» **What the task asks**
Output every entry exactly as written, skipping any pictures.

★ ★ ★ ★ ★

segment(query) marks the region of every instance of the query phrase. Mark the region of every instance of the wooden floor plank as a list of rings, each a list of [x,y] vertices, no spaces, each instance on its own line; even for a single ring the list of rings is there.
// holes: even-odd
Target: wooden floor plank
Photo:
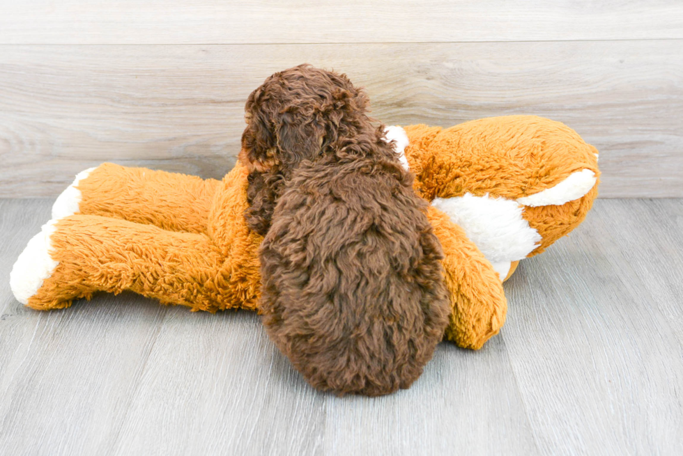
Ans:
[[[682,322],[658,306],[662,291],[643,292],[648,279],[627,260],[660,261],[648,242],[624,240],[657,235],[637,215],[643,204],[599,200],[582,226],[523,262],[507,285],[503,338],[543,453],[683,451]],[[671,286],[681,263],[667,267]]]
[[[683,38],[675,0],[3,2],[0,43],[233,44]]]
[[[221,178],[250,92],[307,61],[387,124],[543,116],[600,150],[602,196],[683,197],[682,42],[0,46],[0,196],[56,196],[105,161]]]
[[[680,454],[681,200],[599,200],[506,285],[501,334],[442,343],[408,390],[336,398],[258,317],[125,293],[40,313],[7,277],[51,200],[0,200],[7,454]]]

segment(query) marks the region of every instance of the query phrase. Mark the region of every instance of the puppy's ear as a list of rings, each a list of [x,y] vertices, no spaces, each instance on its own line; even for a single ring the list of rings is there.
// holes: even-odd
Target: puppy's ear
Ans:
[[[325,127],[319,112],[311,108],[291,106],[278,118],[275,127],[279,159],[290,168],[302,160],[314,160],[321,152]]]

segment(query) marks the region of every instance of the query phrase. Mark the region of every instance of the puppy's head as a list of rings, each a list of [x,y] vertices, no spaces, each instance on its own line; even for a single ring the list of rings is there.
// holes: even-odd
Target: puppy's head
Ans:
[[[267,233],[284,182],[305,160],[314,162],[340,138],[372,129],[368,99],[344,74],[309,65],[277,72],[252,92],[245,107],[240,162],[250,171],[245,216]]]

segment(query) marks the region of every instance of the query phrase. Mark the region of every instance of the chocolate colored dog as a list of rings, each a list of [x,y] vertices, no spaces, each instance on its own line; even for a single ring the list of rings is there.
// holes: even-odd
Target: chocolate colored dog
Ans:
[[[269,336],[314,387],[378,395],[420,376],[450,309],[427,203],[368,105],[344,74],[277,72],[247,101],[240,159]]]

★ ★ ★ ★ ★

» **Exercise solution**
segment(query) marks the region of every instance of the query phrase. Mark the region of every instance of the wooden floor plank as a list of rings, each a list of [x,y] vertices, no spaces, each instance on its own line; even for a single ring the list of rings is there.
// holes: even-odd
Target: wooden floor plank
Photo:
Ans:
[[[682,322],[658,306],[662,291],[643,292],[648,279],[627,260],[660,261],[648,242],[624,240],[657,235],[637,215],[643,204],[599,200],[582,226],[523,262],[507,285],[503,338],[543,453],[683,451]],[[671,286],[681,263],[667,267]]]
[[[683,38],[675,0],[3,2],[0,43],[233,44]]]
[[[221,178],[250,92],[307,61],[387,124],[543,116],[600,150],[602,196],[683,197],[682,42],[0,46],[0,196],[56,196],[105,161]]]
[[[680,454],[681,200],[599,200],[506,285],[501,334],[442,343],[408,390],[336,398],[258,317],[125,293],[40,313],[7,277],[51,200],[0,200],[7,454]]]

segment(query) marks the region of every instance of the query phrase. Mark the region of every instance of the puppy's ear as a list of rings, each a list of [x,y] vertices, no spaces, each instance on its own line; even for a single ring the list of rings is there.
// holes: even-odd
Target: puppy's ear
Ans:
[[[325,127],[319,112],[311,108],[291,106],[278,118],[275,127],[279,159],[290,168],[302,160],[314,160],[321,152]]]

segment(query) marks the region of every instance of the query phrase. Mark the region of every instance of the puppy's head as a list of rings, each a list of [x,y] vertices, no spaces, each instance on its own line; even for a single ring the list of rings is there.
// holes: even-odd
Target: puppy's head
Ans:
[[[267,233],[284,182],[305,160],[314,162],[340,138],[372,129],[368,99],[344,74],[309,65],[277,72],[252,92],[245,107],[240,162],[250,171],[245,216]]]

segment(query) marks the region of every instance of the query phrase. Mark the region of every instance of the chocolate colored dog as a list of rings, each a list of [x,y] vertices, no spaces, each instance on its own line; even for a single ring the list of rings is there.
// holes: even-odd
Target: chocolate colored dog
Ans:
[[[269,336],[314,387],[378,395],[420,376],[450,309],[427,203],[368,105],[344,74],[277,72],[247,101],[240,159]]]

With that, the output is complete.